• _BRIEF_: Print word for word the lines of the data from the line containing "stove burner, each" through the final line of the data.

• _DATA PROVIDED_:
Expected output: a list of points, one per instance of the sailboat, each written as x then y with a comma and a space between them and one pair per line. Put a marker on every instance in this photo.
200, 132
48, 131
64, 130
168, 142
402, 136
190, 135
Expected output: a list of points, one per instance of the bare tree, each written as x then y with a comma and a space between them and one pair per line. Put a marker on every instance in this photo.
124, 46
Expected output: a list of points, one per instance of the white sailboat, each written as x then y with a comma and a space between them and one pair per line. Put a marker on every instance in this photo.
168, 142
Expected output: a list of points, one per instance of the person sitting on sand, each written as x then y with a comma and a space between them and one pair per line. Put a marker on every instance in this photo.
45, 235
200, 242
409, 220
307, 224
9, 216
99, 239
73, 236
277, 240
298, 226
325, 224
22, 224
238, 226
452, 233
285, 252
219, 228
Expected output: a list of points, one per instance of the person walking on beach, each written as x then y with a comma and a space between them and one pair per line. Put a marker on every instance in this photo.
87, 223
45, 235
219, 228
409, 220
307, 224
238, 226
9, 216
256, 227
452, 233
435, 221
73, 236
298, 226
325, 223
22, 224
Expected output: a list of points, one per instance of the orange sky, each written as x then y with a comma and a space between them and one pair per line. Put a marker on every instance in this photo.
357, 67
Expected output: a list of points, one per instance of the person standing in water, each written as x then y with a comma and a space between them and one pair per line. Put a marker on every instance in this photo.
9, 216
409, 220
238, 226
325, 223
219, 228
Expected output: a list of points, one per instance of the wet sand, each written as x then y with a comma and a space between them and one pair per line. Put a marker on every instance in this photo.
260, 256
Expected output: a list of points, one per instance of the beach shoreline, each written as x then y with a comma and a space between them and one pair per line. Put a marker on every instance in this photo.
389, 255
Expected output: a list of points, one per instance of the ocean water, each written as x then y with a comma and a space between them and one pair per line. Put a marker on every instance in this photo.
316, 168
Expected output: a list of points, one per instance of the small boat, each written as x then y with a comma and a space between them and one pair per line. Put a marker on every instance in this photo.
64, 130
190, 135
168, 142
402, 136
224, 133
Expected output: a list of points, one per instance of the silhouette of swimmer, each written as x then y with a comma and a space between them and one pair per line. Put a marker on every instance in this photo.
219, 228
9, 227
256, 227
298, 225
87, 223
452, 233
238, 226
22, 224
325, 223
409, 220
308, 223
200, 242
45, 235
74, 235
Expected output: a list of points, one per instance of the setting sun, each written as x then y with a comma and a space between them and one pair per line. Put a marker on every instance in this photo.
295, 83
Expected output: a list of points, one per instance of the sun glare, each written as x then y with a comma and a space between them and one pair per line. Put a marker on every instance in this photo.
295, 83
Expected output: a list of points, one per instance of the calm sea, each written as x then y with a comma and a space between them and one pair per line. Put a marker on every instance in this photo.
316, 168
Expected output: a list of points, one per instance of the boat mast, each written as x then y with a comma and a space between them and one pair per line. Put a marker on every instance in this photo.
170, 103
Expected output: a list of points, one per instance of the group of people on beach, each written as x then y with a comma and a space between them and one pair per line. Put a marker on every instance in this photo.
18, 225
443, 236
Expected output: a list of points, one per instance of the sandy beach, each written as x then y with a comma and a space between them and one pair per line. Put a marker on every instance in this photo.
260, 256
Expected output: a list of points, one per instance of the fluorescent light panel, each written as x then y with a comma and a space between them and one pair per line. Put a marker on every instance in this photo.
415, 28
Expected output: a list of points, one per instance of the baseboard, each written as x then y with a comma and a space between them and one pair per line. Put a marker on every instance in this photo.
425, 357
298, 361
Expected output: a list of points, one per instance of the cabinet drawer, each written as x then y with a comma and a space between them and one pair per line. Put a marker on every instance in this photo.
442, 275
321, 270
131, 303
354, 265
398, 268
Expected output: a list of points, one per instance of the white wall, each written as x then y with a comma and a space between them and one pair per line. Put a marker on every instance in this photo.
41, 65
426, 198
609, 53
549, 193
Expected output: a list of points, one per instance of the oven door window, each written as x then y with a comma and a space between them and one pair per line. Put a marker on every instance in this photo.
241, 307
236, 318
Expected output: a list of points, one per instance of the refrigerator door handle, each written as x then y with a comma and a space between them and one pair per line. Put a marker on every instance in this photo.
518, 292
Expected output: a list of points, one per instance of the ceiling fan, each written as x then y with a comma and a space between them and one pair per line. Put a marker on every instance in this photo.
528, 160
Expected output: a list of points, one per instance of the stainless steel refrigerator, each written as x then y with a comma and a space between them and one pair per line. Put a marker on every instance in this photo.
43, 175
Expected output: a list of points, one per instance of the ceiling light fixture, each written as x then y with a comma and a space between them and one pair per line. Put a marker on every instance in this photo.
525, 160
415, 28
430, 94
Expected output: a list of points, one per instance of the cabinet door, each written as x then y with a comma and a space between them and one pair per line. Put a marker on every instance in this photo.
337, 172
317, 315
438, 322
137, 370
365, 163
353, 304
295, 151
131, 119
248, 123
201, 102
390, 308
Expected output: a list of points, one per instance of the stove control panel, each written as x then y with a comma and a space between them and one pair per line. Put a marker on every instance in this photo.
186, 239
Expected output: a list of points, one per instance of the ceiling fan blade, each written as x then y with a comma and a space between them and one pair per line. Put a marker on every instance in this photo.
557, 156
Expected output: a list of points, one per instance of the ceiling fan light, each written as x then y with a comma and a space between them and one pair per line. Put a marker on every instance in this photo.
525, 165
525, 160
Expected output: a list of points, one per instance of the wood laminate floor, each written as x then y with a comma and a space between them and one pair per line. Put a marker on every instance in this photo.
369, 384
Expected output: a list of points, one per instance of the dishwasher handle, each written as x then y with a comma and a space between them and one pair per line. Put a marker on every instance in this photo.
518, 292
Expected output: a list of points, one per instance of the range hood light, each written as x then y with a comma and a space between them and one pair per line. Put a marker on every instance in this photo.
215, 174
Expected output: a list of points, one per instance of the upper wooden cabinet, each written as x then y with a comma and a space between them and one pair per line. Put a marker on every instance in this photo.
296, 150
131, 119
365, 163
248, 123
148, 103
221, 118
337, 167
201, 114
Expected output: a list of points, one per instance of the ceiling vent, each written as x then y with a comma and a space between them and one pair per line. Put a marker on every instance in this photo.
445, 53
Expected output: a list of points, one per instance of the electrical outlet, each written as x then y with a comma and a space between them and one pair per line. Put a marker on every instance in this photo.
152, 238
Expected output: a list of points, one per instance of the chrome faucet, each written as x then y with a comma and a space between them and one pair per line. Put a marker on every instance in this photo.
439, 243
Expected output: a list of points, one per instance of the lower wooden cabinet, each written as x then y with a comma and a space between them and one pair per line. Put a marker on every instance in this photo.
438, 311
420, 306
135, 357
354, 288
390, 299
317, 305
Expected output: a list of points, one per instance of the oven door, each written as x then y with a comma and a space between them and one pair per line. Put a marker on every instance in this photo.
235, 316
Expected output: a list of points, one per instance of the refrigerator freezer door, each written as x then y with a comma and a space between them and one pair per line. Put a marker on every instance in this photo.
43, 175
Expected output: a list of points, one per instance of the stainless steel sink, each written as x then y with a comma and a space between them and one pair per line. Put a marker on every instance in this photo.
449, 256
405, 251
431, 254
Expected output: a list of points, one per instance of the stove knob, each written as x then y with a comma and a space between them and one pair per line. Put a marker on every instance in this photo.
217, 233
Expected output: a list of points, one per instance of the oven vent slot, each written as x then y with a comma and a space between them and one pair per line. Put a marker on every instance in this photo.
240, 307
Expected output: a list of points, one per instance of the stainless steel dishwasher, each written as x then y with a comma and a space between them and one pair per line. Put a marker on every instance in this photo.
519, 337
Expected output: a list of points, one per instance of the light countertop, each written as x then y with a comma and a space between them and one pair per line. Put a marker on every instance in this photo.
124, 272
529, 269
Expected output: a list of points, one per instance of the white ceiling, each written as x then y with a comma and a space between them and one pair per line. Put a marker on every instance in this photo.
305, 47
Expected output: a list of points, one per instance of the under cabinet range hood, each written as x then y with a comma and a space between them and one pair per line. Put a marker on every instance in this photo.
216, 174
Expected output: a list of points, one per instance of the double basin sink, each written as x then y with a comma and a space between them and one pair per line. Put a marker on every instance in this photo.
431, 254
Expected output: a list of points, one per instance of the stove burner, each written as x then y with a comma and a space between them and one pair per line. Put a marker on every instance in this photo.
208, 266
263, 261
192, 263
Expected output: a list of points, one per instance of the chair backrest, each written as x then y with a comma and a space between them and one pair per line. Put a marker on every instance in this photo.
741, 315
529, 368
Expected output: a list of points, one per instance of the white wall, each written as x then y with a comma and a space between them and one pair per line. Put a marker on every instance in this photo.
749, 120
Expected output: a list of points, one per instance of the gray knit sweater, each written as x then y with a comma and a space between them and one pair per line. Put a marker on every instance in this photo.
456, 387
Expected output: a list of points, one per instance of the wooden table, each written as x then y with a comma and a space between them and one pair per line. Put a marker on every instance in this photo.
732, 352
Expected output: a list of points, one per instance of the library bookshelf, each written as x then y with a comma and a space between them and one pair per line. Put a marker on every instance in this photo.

• _SOLUTION BELOW_:
Expected output: a list of points, one per instance of the stove burner, each written as x then y with a comma and a space between them and one pair per line. Put a marker on every instance in this photo.
208, 266
263, 261
192, 263
Expected output: a list of points, one per instance of the chair backrest, each written as x then y with a comma and a space between them and one pair per line. Put a marker on every instance in this photo.
741, 315
529, 368
Expected output: a list of points, one per instance of the white wall, each written as x then y with a comma and a space between them and one pair per line. Put a marker on every instance in this photo.
749, 120
Expected output: a list of points, one per instance of the gray knit sweater, each written as x then y with a comma and a space between them and one pair per line. Put a marker on every instance in this photo.
456, 387
Expected output: a list of points, one per instance of the wooden table, each written as x then y with a comma and a space between them and one pair per line. Put a marker on every instance in this photo.
732, 352
Expected output: a list of points, one per instance of the library bookshelf, each written as x then y with a comma and a space between them and one pair per line. Put a marker on every instance in this photo.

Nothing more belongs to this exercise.